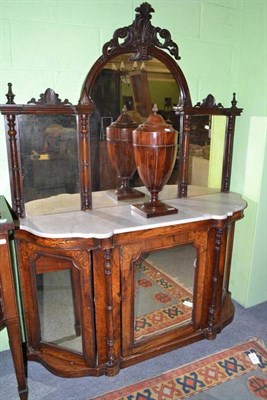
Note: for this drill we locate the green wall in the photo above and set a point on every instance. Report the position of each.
(53, 43)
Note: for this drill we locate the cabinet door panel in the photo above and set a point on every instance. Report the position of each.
(58, 299)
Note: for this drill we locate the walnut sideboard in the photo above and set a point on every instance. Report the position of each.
(79, 288)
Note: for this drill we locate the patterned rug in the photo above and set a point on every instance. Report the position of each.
(237, 373)
(160, 301)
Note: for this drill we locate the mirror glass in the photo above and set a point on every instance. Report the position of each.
(206, 151)
(56, 310)
(138, 86)
(48, 150)
(164, 284)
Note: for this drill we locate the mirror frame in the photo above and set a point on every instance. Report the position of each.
(144, 41)
(48, 104)
(129, 39)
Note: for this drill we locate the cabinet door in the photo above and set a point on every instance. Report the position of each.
(162, 291)
(58, 303)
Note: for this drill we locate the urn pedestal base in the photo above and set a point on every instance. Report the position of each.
(153, 209)
(123, 193)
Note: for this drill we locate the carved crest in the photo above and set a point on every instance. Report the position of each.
(49, 97)
(141, 35)
(209, 101)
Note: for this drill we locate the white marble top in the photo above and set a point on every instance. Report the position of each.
(106, 221)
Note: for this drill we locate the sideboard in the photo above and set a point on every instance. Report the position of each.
(103, 286)
(87, 323)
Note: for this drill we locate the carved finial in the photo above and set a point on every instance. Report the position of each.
(234, 102)
(210, 102)
(144, 10)
(49, 97)
(155, 109)
(10, 95)
(141, 35)
(84, 98)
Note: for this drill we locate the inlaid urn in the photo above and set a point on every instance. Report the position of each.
(120, 151)
(155, 149)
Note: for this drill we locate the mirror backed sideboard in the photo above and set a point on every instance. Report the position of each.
(103, 284)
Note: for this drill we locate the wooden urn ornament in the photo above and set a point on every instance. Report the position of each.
(120, 151)
(155, 149)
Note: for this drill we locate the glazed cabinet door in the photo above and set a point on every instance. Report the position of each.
(164, 302)
(57, 291)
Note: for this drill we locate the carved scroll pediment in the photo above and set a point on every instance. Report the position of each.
(49, 97)
(141, 36)
(210, 102)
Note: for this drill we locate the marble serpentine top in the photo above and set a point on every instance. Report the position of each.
(104, 222)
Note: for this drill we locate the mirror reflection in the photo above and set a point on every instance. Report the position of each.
(164, 284)
(206, 151)
(138, 86)
(48, 148)
(56, 310)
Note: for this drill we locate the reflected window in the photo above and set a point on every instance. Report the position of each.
(164, 283)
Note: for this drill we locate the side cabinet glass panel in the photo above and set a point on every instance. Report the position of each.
(163, 290)
(56, 310)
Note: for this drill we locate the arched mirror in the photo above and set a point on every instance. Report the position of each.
(135, 74)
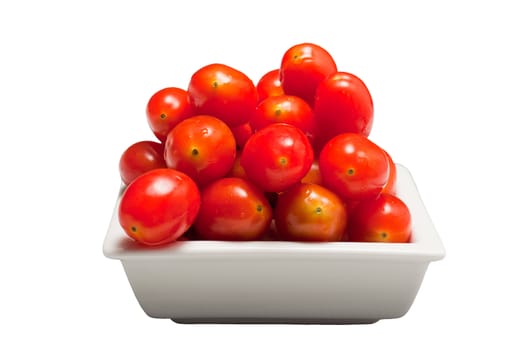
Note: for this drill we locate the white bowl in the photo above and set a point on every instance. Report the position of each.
(281, 282)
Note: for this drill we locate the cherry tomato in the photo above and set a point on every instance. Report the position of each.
(385, 218)
(269, 85)
(313, 175)
(139, 158)
(159, 206)
(284, 109)
(302, 69)
(392, 177)
(310, 212)
(224, 92)
(233, 209)
(241, 134)
(353, 166)
(277, 156)
(202, 147)
(342, 104)
(165, 109)
(237, 169)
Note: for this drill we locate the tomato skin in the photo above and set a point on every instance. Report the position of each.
(269, 85)
(276, 157)
(224, 92)
(313, 175)
(202, 147)
(343, 103)
(241, 134)
(165, 109)
(303, 67)
(233, 209)
(139, 158)
(385, 218)
(284, 109)
(159, 206)
(353, 166)
(310, 212)
(392, 177)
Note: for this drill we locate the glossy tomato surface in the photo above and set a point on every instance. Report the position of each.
(277, 156)
(392, 177)
(342, 104)
(310, 212)
(159, 206)
(353, 166)
(139, 158)
(269, 85)
(202, 147)
(224, 92)
(166, 108)
(233, 209)
(385, 218)
(284, 109)
(303, 67)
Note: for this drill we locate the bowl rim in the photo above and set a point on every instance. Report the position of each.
(426, 244)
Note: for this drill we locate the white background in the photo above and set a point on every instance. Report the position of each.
(448, 81)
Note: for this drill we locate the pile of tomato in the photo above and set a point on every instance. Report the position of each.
(287, 158)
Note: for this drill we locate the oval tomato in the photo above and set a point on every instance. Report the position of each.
(353, 166)
(165, 109)
(277, 156)
(224, 92)
(159, 206)
(139, 158)
(310, 212)
(284, 109)
(303, 67)
(202, 147)
(233, 209)
(269, 85)
(385, 218)
(342, 104)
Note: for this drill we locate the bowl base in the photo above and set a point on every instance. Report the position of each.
(272, 321)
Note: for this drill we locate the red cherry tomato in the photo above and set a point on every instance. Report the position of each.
(159, 206)
(139, 158)
(353, 166)
(237, 169)
(224, 92)
(241, 134)
(165, 109)
(233, 209)
(277, 156)
(202, 147)
(310, 212)
(385, 218)
(392, 177)
(269, 85)
(313, 176)
(302, 69)
(342, 104)
(284, 109)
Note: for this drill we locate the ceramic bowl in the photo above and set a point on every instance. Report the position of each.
(281, 282)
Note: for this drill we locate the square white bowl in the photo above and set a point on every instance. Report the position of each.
(281, 282)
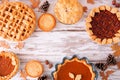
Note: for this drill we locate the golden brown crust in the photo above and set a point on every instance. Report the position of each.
(34, 68)
(15, 62)
(18, 21)
(88, 25)
(74, 59)
(46, 22)
(68, 11)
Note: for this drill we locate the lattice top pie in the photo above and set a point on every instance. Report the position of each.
(17, 21)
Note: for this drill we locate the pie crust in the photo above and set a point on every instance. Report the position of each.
(60, 67)
(115, 38)
(46, 22)
(34, 68)
(14, 62)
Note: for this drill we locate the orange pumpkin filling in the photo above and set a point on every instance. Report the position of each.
(6, 66)
(75, 68)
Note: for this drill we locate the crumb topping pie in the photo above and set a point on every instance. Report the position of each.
(103, 25)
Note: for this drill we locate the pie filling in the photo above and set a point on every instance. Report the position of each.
(105, 24)
(6, 66)
(76, 68)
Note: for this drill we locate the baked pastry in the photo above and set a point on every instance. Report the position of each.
(74, 69)
(68, 11)
(103, 25)
(34, 68)
(17, 21)
(9, 64)
(46, 22)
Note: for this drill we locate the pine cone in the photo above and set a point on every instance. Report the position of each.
(111, 60)
(101, 66)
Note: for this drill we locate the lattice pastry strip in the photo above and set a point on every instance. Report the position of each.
(17, 21)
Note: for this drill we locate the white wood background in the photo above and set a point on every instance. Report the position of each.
(64, 40)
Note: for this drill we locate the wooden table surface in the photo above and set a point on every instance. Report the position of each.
(64, 40)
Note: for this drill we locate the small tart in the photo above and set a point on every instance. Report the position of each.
(103, 25)
(71, 68)
(34, 68)
(68, 11)
(9, 64)
(46, 22)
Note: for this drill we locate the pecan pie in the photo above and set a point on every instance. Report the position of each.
(103, 25)
(74, 69)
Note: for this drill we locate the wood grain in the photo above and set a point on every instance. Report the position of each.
(64, 40)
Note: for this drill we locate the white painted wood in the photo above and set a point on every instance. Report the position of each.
(63, 41)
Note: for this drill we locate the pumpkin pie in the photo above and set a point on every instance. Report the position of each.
(68, 11)
(34, 68)
(74, 69)
(103, 25)
(9, 64)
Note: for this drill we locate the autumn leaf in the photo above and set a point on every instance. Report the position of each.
(23, 74)
(118, 65)
(85, 8)
(115, 47)
(35, 3)
(90, 1)
(5, 1)
(20, 45)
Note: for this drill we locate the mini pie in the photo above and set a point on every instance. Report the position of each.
(76, 67)
(103, 25)
(34, 68)
(17, 21)
(46, 22)
(9, 64)
(68, 11)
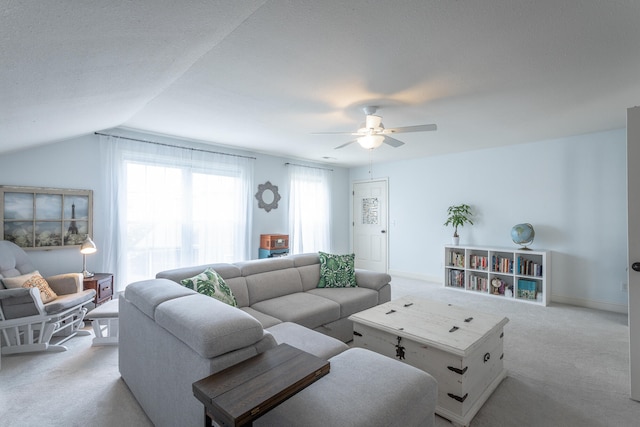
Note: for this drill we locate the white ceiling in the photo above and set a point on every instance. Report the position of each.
(263, 75)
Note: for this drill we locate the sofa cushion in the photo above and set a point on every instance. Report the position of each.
(211, 284)
(305, 339)
(372, 279)
(302, 308)
(337, 271)
(32, 280)
(189, 318)
(351, 300)
(149, 294)
(273, 284)
(266, 320)
(310, 275)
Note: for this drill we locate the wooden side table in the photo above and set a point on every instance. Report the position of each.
(102, 283)
(241, 393)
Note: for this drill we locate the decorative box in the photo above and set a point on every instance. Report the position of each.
(274, 241)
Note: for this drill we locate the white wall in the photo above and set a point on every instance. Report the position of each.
(75, 163)
(572, 190)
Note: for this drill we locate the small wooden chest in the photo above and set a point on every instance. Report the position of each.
(274, 241)
(462, 349)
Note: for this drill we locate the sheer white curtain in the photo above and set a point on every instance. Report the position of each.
(173, 207)
(309, 209)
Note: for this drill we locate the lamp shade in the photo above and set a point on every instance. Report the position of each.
(88, 247)
(370, 141)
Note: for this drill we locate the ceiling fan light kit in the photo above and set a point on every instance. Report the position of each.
(370, 142)
(372, 133)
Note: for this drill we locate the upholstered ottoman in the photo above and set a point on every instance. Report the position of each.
(362, 389)
(104, 319)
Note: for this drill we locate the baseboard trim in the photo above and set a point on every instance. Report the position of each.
(598, 305)
(415, 276)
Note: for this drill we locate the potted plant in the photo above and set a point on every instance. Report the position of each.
(458, 216)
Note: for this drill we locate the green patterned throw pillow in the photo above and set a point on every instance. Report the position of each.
(210, 283)
(337, 271)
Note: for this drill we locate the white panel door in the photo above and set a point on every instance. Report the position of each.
(370, 208)
(633, 200)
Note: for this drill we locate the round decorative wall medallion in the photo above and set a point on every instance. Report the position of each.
(267, 196)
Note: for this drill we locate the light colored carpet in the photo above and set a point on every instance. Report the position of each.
(567, 366)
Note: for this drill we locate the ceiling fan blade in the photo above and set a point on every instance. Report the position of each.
(334, 133)
(345, 144)
(417, 128)
(392, 141)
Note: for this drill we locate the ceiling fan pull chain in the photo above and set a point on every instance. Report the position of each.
(370, 164)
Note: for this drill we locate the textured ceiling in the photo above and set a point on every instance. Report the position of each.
(264, 75)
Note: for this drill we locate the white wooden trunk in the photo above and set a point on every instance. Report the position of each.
(467, 362)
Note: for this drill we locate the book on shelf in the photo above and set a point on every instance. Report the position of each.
(502, 264)
(528, 267)
(456, 278)
(478, 262)
(477, 283)
(527, 289)
(456, 259)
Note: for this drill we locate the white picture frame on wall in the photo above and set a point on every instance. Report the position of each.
(45, 218)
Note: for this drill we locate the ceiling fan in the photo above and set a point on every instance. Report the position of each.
(372, 132)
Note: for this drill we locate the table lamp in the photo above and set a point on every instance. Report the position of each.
(87, 247)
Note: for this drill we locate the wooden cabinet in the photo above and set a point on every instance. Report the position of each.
(102, 283)
(519, 275)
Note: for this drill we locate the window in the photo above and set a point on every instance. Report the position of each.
(309, 209)
(177, 208)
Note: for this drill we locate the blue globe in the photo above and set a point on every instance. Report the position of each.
(523, 234)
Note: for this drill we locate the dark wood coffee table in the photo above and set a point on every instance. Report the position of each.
(241, 393)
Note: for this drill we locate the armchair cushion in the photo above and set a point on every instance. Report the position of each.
(20, 302)
(32, 280)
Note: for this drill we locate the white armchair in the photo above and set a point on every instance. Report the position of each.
(26, 323)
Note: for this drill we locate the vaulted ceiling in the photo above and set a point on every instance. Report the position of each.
(264, 75)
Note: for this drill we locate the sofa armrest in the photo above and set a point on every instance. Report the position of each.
(371, 279)
(65, 284)
(20, 302)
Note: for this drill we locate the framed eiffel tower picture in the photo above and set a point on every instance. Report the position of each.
(36, 218)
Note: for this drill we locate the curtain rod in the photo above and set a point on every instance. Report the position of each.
(310, 167)
(175, 146)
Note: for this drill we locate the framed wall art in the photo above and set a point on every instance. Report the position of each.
(45, 218)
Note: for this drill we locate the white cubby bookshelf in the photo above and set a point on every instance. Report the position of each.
(515, 274)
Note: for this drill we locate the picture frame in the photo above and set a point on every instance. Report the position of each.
(45, 218)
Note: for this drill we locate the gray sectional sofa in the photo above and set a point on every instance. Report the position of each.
(285, 289)
(171, 336)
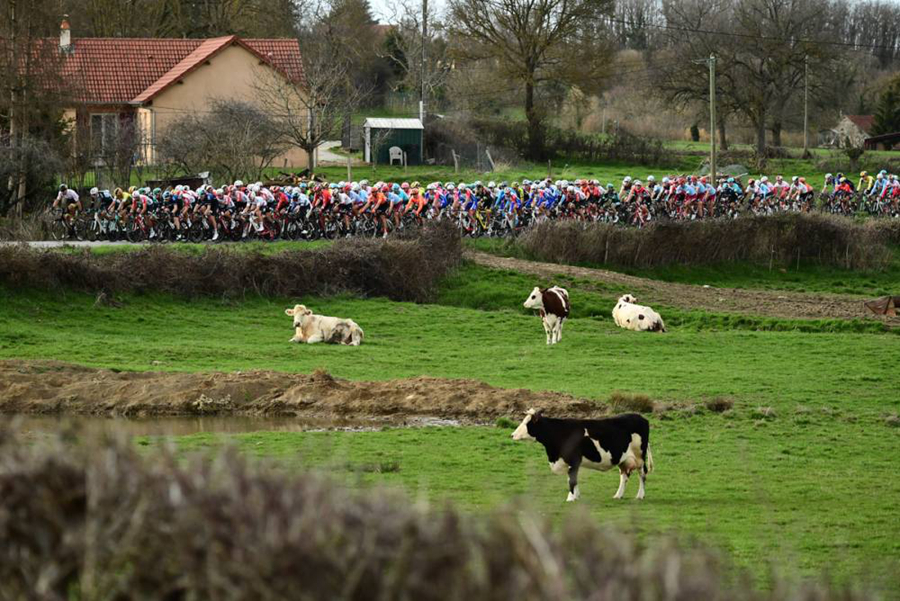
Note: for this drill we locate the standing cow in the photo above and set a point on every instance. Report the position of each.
(601, 444)
(553, 304)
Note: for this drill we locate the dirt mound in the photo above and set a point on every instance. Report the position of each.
(46, 387)
(788, 305)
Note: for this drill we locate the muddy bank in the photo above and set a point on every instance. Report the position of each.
(51, 387)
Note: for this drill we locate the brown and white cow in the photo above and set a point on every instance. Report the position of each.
(311, 328)
(553, 304)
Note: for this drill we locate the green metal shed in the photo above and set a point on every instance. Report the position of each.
(385, 136)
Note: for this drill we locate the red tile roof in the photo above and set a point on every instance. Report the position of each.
(864, 122)
(126, 70)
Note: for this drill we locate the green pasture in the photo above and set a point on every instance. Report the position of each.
(796, 477)
(801, 494)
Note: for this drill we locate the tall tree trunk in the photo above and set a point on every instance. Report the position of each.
(776, 133)
(761, 133)
(723, 141)
(535, 128)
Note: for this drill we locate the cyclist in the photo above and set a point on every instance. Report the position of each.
(68, 203)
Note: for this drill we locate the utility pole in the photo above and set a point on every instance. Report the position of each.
(805, 104)
(424, 40)
(712, 120)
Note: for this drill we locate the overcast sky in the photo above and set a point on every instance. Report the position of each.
(381, 9)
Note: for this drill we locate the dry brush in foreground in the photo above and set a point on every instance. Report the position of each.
(106, 523)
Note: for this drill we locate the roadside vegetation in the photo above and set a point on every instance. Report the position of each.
(763, 428)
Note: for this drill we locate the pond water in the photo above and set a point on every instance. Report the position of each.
(29, 425)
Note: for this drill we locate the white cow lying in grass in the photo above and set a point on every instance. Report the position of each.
(312, 328)
(635, 317)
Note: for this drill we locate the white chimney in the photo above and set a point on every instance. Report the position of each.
(65, 36)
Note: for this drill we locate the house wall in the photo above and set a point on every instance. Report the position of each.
(231, 74)
(846, 129)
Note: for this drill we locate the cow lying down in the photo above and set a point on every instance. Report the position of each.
(601, 444)
(636, 317)
(311, 328)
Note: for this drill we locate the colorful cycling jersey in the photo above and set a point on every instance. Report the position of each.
(70, 196)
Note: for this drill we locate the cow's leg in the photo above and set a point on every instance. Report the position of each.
(623, 480)
(573, 482)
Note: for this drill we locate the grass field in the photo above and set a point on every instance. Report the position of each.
(796, 477)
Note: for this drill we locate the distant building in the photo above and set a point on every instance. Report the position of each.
(390, 140)
(149, 82)
(850, 131)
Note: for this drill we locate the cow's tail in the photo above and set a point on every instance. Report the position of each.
(356, 336)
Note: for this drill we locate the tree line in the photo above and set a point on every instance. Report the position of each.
(489, 57)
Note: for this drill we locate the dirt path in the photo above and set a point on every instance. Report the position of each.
(51, 387)
(793, 305)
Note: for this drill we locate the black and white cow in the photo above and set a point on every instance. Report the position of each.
(622, 441)
(553, 303)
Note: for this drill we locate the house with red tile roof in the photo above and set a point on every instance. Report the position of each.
(150, 83)
(852, 130)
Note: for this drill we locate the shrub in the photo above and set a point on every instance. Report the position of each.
(401, 269)
(621, 402)
(106, 523)
(818, 238)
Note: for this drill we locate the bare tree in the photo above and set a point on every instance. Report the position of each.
(534, 46)
(312, 111)
(234, 140)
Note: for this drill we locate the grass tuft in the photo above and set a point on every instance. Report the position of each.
(623, 402)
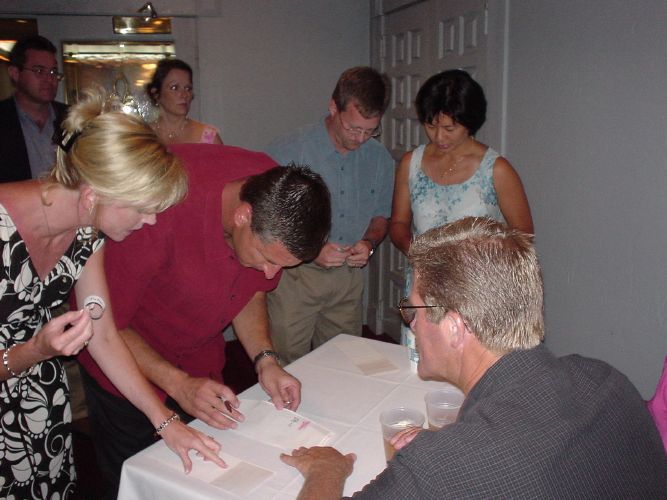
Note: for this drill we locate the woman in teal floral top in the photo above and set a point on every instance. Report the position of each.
(454, 175)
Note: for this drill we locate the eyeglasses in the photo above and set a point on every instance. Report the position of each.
(366, 134)
(408, 311)
(42, 72)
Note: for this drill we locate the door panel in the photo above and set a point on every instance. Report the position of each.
(411, 42)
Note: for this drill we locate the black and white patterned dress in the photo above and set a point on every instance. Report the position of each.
(35, 415)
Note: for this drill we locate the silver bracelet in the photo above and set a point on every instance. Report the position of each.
(5, 362)
(265, 354)
(163, 425)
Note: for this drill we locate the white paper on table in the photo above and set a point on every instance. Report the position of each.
(367, 359)
(239, 478)
(283, 429)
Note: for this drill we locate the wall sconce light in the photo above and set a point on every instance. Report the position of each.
(147, 22)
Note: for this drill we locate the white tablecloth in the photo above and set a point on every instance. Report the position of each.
(335, 394)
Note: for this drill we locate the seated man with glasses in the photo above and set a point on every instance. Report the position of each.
(31, 118)
(316, 301)
(532, 425)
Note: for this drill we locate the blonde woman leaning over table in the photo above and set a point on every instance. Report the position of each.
(111, 177)
(171, 91)
(454, 175)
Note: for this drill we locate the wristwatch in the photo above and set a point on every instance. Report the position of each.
(373, 246)
(265, 354)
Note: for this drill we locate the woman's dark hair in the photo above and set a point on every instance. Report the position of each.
(163, 68)
(453, 93)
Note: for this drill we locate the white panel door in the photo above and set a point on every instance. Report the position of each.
(412, 43)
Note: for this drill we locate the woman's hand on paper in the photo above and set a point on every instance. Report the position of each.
(283, 389)
(181, 438)
(209, 401)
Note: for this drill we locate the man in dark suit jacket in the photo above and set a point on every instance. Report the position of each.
(31, 118)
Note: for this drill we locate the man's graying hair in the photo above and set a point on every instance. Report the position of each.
(489, 274)
(291, 205)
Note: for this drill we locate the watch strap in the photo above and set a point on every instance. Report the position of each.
(265, 354)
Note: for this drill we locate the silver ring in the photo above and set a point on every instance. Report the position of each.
(95, 306)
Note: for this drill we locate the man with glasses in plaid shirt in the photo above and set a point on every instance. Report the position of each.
(30, 117)
(532, 425)
(318, 300)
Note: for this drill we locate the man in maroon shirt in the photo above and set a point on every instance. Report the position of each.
(206, 263)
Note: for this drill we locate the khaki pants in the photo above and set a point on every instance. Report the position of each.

### Instructions for the task
Write out the lines above from the one containing "Note: for this drill we locate the woman's dark" through the last, exactly as they are.

### Solved problem
Note: for this drill we locate the woman's dark hair in the photo above and set a point on every instance. Report the position of each.
(163, 68)
(453, 93)
Note: for this drill we locate the white panel door in the photo above and set a point on every instance. Report the position of each.
(412, 43)
Note: for this drill we locate the woman's hand on paper in the photo above and set a point on every instance. Report the position of each.
(283, 389)
(181, 438)
(209, 401)
Note: for this drill we locate the man in dark suit jacket in the photo above and set a point on every instance. Report the position of each.
(31, 118)
Note: for this drill we locate the man's graying hair in the photo above and set a point on every instance. Report the position of each.
(489, 274)
(291, 205)
Note: for this drill we locate the watch strap in the photo above and set a point on every instance. Report the position of each.
(265, 354)
Note: for this drill we locate the silver ring in the photo above and set a point on every instance. Report the position of each.
(95, 306)
Note: for this drill we locate the man with glasses in plaid shirt in the photo above and set a point on every instance. Report the position of each.
(30, 117)
(532, 425)
(318, 300)
Note: for this drill we locate the man in maroon shirt in the photo above and set a point on every instance. Report the position of each.
(206, 263)
Note: for this drill we locate the khaki pants in the photo above and set a point on every instance. Report the position of each.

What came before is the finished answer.